▶ _WORK INSTRUCTION_: After locating the line containing "Identify a point for each instance of the hanging fabric", transcribe that line and all following lines exactly, stopping only at the end of the records.

Natural-language object grounding data

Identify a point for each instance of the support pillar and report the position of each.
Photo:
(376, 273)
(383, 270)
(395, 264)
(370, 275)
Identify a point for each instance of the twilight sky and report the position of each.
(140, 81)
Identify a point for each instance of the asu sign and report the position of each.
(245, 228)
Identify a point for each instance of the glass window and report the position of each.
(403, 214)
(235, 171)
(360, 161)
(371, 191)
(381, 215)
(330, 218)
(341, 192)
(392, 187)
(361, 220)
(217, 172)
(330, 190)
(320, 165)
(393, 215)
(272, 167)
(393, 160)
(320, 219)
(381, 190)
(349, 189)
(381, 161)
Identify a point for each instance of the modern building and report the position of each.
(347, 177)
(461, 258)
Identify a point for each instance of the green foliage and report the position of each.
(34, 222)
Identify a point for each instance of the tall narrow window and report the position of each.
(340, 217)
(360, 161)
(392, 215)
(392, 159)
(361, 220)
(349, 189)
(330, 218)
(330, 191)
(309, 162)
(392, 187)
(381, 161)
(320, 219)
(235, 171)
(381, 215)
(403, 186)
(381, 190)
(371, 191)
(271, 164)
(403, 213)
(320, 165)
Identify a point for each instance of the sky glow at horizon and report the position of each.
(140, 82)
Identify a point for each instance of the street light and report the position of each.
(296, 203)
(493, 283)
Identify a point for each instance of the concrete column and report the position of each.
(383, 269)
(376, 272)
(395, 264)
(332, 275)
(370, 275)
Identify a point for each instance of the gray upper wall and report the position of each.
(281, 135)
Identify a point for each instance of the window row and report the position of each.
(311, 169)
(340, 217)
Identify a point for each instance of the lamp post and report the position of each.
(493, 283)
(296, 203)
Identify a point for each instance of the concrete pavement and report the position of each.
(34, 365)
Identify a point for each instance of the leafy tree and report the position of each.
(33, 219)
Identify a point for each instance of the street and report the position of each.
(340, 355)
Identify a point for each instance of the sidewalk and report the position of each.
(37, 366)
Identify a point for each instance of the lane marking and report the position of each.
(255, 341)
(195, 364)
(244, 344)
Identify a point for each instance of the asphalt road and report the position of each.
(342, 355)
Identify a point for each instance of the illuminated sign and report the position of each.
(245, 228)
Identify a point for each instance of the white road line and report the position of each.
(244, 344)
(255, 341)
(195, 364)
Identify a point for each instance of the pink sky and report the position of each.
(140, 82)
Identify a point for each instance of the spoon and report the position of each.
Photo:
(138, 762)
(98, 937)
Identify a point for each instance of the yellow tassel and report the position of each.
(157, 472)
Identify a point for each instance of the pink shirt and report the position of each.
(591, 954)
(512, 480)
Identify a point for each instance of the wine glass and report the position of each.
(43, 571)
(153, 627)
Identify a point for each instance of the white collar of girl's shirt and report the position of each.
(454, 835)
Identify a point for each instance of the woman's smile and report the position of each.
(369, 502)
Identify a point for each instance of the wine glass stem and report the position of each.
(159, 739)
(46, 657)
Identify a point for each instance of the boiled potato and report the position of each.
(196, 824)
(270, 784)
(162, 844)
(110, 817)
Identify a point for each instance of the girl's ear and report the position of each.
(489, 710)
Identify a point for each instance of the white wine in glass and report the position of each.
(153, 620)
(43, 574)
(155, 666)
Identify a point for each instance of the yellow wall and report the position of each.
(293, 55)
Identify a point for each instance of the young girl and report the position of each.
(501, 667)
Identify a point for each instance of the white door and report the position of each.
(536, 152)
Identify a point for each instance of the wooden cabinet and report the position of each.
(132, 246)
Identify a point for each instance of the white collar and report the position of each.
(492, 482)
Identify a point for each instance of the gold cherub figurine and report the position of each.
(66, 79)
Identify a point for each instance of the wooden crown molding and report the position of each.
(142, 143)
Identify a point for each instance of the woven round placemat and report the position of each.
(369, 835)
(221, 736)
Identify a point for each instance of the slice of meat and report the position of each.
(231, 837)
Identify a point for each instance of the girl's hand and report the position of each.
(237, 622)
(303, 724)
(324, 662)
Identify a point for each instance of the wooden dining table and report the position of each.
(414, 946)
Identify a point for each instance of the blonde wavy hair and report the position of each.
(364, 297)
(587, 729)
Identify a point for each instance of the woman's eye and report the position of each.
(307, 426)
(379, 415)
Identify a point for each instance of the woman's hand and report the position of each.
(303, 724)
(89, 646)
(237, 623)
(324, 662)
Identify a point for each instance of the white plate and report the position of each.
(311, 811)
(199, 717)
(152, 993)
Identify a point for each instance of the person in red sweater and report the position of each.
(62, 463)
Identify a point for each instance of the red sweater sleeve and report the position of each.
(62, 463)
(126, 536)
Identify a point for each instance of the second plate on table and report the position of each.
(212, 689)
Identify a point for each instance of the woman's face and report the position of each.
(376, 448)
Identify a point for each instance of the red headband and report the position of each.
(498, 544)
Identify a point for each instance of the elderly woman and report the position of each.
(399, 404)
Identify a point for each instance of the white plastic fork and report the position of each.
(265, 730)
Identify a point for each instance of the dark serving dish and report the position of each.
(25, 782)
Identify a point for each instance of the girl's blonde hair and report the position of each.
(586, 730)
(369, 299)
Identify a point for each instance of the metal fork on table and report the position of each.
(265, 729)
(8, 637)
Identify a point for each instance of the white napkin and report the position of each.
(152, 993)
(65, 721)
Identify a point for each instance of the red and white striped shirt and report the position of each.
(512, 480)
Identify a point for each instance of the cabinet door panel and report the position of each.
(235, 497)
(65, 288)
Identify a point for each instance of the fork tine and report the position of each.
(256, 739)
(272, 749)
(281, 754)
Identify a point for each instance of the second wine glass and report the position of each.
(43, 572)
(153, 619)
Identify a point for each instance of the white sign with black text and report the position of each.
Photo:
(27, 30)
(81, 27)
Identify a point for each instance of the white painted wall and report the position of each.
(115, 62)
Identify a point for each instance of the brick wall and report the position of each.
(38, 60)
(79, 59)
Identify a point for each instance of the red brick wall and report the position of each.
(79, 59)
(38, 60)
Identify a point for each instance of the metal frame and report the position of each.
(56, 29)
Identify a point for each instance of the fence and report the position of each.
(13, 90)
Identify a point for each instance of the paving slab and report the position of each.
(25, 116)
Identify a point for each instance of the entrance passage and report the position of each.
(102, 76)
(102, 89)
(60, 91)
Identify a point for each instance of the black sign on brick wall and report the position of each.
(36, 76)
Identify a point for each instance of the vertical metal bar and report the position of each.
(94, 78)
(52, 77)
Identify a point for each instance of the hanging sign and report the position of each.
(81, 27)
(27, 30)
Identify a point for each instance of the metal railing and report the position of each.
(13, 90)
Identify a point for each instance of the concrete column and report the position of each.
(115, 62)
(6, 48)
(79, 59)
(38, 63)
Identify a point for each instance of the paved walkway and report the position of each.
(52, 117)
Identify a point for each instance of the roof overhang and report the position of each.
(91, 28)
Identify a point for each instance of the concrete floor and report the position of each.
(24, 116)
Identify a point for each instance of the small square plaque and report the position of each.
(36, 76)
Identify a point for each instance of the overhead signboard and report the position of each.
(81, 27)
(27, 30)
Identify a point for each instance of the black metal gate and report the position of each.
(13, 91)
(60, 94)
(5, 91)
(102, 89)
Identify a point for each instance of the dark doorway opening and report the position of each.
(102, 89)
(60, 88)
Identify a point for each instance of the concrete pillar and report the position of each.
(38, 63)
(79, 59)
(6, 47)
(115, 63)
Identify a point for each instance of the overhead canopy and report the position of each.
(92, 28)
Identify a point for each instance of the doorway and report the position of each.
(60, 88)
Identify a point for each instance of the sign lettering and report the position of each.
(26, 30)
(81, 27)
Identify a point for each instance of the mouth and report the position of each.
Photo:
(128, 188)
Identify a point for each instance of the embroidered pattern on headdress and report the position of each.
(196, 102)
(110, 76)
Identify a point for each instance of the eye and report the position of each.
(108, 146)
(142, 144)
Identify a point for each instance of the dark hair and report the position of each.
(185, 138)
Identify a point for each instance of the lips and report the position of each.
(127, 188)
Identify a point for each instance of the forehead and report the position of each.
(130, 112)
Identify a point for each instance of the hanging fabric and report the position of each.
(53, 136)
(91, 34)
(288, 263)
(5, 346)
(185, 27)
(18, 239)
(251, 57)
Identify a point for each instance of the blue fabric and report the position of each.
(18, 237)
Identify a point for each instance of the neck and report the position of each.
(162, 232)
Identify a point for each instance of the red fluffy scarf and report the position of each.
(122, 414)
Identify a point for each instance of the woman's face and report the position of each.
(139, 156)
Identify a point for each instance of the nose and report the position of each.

▶ _RESPONSE_:
Identify a point for each instance of the hanging fabric and report the position of each.
(53, 136)
(91, 34)
(288, 263)
(5, 346)
(185, 27)
(18, 239)
(251, 57)
Identify a point for each instance of the blue fabric and report the position of each.
(18, 237)
Identify a point for each instance of the neck and report the position of each.
(162, 232)
Identify a point for each instance of the red fluffy scarf and report the position of each.
(122, 414)
Identify a point for each instance of the woman's face and report the position of each.
(139, 156)
Identify a point for each instance of the nose and report the position of each.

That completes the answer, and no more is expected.